AIM OF THE TASK
Scan the entries below for the word "Query" and copy every line where it turns up.

[Stored data entries]
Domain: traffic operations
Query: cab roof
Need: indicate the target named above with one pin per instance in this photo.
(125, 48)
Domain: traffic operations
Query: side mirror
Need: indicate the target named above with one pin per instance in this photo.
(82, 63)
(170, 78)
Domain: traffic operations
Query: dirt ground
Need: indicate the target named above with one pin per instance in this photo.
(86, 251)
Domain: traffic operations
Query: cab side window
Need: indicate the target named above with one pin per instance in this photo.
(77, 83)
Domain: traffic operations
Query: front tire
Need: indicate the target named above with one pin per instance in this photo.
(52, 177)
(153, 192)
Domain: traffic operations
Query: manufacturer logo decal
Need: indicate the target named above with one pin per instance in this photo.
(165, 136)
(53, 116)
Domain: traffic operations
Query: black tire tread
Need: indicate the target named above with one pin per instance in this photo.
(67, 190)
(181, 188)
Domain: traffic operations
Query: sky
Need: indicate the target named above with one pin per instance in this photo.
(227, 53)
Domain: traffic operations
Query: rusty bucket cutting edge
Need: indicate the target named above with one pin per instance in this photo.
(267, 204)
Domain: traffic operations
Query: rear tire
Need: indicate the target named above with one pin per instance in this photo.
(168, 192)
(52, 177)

RESULT
Query: cab roof
Query: side mirror
Query: dirt ground
Query: cab side window
Query: front tire
Query: manufacturer logo decal
Query: black tire tread
Query: sky
Query: rusty bucket cutting edge
Query: rear tire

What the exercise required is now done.